*** Opening of Material supplied ***

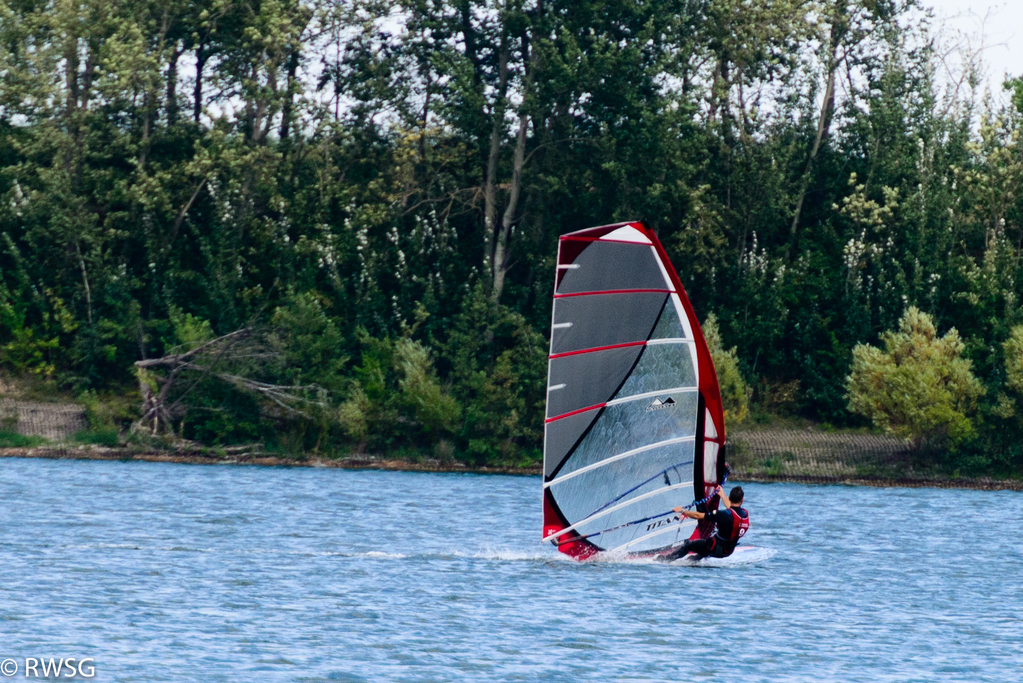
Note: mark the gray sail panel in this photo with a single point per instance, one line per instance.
(661, 367)
(669, 326)
(588, 378)
(612, 266)
(658, 504)
(604, 320)
(626, 426)
(562, 435)
(622, 481)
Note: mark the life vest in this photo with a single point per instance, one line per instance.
(740, 525)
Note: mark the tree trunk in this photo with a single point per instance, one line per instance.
(500, 251)
(490, 186)
(201, 57)
(824, 126)
(285, 111)
(172, 87)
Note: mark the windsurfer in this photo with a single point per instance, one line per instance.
(731, 524)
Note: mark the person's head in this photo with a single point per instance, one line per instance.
(736, 495)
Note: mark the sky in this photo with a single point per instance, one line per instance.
(1002, 31)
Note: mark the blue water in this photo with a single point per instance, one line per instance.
(178, 573)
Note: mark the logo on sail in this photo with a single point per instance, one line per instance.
(659, 404)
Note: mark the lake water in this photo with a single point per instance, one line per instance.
(178, 573)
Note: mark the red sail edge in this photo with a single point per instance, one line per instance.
(570, 246)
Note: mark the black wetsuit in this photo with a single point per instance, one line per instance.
(721, 544)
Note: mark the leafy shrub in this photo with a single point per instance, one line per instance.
(13, 440)
(396, 399)
(100, 436)
(735, 393)
(919, 386)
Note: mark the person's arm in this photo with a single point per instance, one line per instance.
(692, 514)
(724, 499)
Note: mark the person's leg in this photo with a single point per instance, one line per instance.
(702, 547)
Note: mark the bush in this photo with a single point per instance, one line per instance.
(919, 386)
(735, 393)
(13, 440)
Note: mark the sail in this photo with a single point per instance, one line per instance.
(634, 424)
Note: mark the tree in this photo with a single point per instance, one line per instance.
(919, 386)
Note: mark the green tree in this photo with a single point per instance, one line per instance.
(919, 386)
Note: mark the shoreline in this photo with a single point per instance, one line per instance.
(394, 464)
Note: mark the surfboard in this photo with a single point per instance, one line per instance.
(634, 424)
(744, 554)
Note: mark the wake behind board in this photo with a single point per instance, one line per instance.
(634, 424)
(745, 554)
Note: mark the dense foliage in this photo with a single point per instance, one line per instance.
(379, 187)
(919, 386)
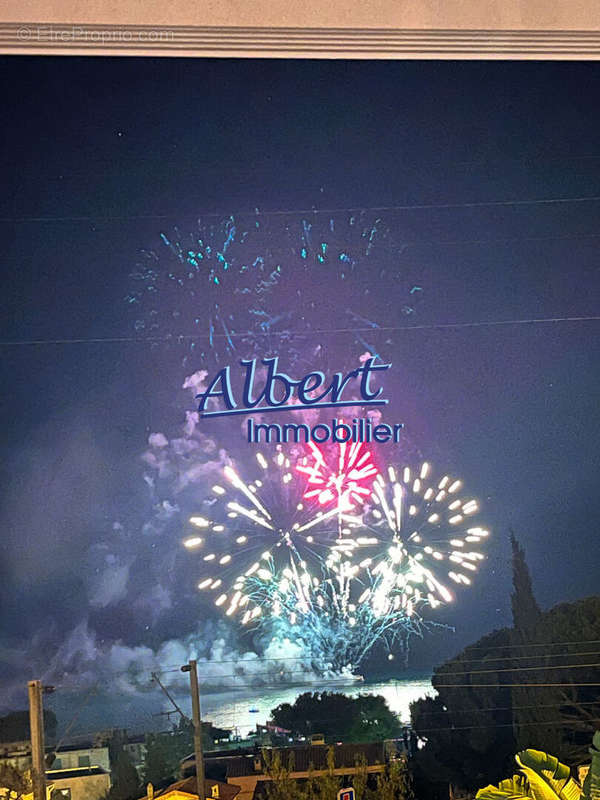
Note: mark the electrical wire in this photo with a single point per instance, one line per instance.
(369, 329)
(316, 211)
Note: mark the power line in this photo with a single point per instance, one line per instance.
(315, 211)
(278, 334)
(534, 644)
(528, 658)
(508, 685)
(503, 725)
(444, 673)
(507, 708)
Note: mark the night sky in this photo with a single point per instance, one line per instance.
(100, 156)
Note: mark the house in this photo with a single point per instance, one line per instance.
(16, 754)
(82, 754)
(79, 783)
(186, 789)
(250, 772)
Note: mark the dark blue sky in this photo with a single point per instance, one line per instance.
(102, 155)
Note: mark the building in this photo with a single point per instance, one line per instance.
(186, 789)
(16, 754)
(250, 773)
(79, 783)
(82, 754)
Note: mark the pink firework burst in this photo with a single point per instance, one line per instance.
(343, 474)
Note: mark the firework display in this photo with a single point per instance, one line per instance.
(242, 286)
(419, 535)
(263, 543)
(336, 554)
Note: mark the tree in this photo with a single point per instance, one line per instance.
(533, 708)
(353, 719)
(525, 610)
(395, 783)
(544, 777)
(468, 727)
(471, 731)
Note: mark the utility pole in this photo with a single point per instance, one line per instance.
(36, 724)
(192, 668)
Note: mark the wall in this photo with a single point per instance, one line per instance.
(87, 787)
(370, 29)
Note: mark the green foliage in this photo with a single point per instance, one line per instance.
(364, 718)
(471, 731)
(394, 783)
(544, 777)
(125, 780)
(526, 612)
(591, 784)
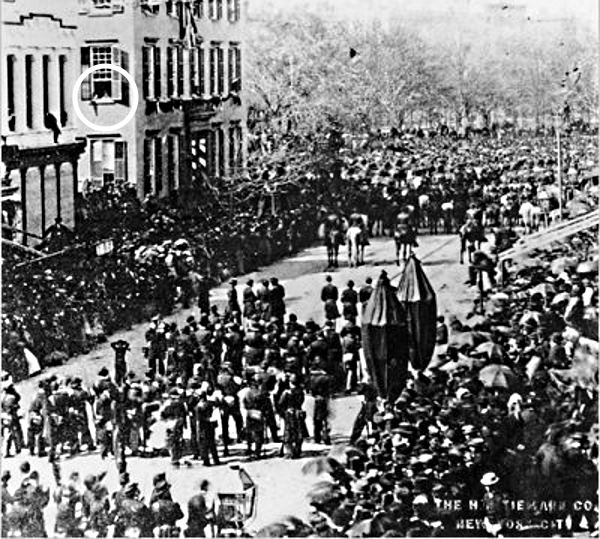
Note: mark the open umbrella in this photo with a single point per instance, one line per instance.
(385, 340)
(543, 288)
(498, 376)
(323, 492)
(416, 294)
(558, 265)
(493, 351)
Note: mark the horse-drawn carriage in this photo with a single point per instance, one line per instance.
(236, 508)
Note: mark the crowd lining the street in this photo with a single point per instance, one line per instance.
(454, 434)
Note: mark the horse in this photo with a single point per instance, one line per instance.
(472, 235)
(356, 239)
(447, 209)
(405, 236)
(331, 233)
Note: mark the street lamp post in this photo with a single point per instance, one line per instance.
(559, 164)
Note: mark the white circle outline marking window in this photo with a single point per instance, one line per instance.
(135, 98)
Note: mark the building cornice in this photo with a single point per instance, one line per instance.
(32, 16)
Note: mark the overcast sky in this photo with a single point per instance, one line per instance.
(585, 11)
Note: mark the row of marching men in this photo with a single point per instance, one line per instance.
(87, 509)
(158, 414)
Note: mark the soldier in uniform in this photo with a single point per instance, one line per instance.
(58, 406)
(249, 299)
(201, 512)
(35, 423)
(175, 413)
(133, 518)
(230, 407)
(79, 400)
(255, 406)
(205, 427)
(290, 405)
(321, 387)
(11, 425)
(104, 412)
(165, 511)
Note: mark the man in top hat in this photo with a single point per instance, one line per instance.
(175, 414)
(249, 299)
(165, 511)
(329, 297)
(349, 301)
(120, 347)
(277, 300)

*** Close of Material supplied ***

■ Task goal:
Quote every line of the records above exactly; no picture is to be copied.

■ Result of the task:
Note: mark the gray sail panel in this photo with a single point per instance, one line per instance.
(661, 367)
(669, 326)
(588, 378)
(612, 266)
(658, 504)
(604, 320)
(626, 426)
(562, 435)
(622, 481)
Note: mark the life vest in this photo with a single point per instance, one line per instance.
(740, 525)
Note: mark the tree trunk in this photo with a single point per instance, one line per instance.
(500, 251)
(490, 186)
(201, 57)
(824, 126)
(285, 111)
(172, 87)
Note: mark the windsurfer in this photo with a single point per instance, one line per instance.
(731, 524)
Note: mark the person's head in this photo with a single point per instance, one line per instance.
(736, 495)
Note: mark the sky in this photo with a single point per instance, one line per instance.
(1002, 31)
Note: mark the blue water in this photo with a single point per instance, one line per instance.
(178, 573)
Note: mark the logo on sail in this photo with a single point per instance, one line per instance.
(659, 404)
Note: mark the lake water in this photo with a single point per instance, one line per instance.
(178, 573)
Note: mark the red sail edge in this photo with a single point per instance, one line per instance.
(570, 246)
Note: mark the black wetsuit in this photo with a single point per instance, one line per instance.
(721, 544)
Note: mark the leafy shrub in this photo with a single point per instance, one line per instance.
(13, 440)
(396, 399)
(100, 436)
(735, 393)
(919, 386)
Note: mark the person's arm in this photo with a single point per instance, one line per instance.
(692, 514)
(724, 499)
Note: mark the person's leg in this photo with a single point per instance, one line per instance.
(702, 547)
Note: mark the bush in this photo with a single point per instance, one line per instance.
(919, 386)
(735, 393)
(13, 440)
Note: mark the sail in this photo with a single point per instance, one line per instance.
(634, 424)
Note: mark the tree in this photo with a single point per instance, one line per instance.
(919, 386)
Note: mark the green tree in this photo with a single point per instance, one line per instance.
(919, 386)
Note: mark the shoreline in this photo with a single point per instance, one line per instance.
(394, 464)
Note: mark the surfboard in this photo with a single point per instance, one line per instance.
(634, 424)
(744, 554)
Note: mark the wake behind board in this photo with a single point per instance, one line per instance.
(634, 424)
(745, 554)
Note: mark the dense foliage in this photo with a single point per instance, one line per instance.
(379, 187)
(919, 386)
Note: mark the electrical wire in this photo with a single point per instance, one line per instance.
(369, 329)
(316, 211)
Note: mark the power line in this photo with a single point per instance, one line per instance.
(315, 211)
(278, 334)
(534, 644)
(528, 658)
(508, 685)
(503, 725)
(444, 673)
(507, 708)
Note: mark the night sky in this photo with a single point per instance, one line per instance.
(100, 156)
Note: mark the house in this photo with a single point per instance, one line per instance.
(16, 754)
(82, 754)
(79, 783)
(186, 789)
(250, 772)
Note: mark the dark blue sky in this photo with a single point per instance, one line per instance.
(102, 155)
Note: mark the building in this photo with a single point per instance, one line per instance.
(186, 789)
(16, 754)
(250, 773)
(79, 783)
(82, 754)
Note: mark the pink firework burst in this photo with a single point per instance, one line per instance.
(343, 474)
Note: mark the firework display in this photo with a single point per instance, one line per instance.
(242, 286)
(419, 535)
(263, 543)
(336, 554)
Note: mark the tree in this photo with a single point per instance, one line per instance.
(533, 708)
(353, 719)
(525, 610)
(395, 783)
(544, 777)
(468, 727)
(471, 731)
Note: mark the utility pole in this photo with a single point per instance, one line per instance.
(36, 724)
(192, 668)
Note: mark the wall in this photo with a single point per instance, one line per instance.
(87, 787)
(370, 29)
Note: mark the green foliage in this photo with a single point per instance, one line per instance.
(364, 718)
(471, 731)
(394, 783)
(544, 777)
(125, 780)
(526, 612)
(591, 784)
Note: mark the open umbrella in this photo with a single point per instance, one line per instance.
(385, 340)
(543, 288)
(498, 376)
(323, 492)
(416, 294)
(558, 265)
(493, 351)
Note: mark the horse-drawn carriage in this photo with a single point per instance, one line per instance.
(236, 508)
Note: mark the crowd lining the street in this photo with a single point per instance, one line per instance.
(454, 434)
Note: mark the horse in this photo with a single point per instance, one line per instance.
(472, 235)
(356, 239)
(447, 209)
(405, 236)
(331, 233)
Note: mark the street lamp post in this photo with a single point per instance, one line per instance.
(559, 164)
Note: mark the white circle outline marking window in this photo with a single point per instance, one line per instance.
(135, 98)
Note: mark the building cornice in this photo with a single point per instance, one line per instance.
(32, 16)
Note: mark the overcast sky in this photo with a single point per instance, one line per instance.
(585, 11)
Note: mark the row of marching men in this photo with a single point per instance, one line per instance.
(87, 509)
(158, 414)
Note: mark the soldier in uniform in this photo with a single point per instance, one line per instance.
(58, 406)
(249, 299)
(201, 512)
(35, 423)
(175, 413)
(133, 518)
(230, 407)
(79, 400)
(255, 406)
(205, 427)
(290, 405)
(321, 387)
(11, 425)
(104, 412)
(165, 511)
Note: mark the man in top hat in this photo with a single point per instance, one line per instance.
(175, 414)
(249, 299)
(165, 511)
(329, 297)
(349, 301)
(120, 347)
(277, 300)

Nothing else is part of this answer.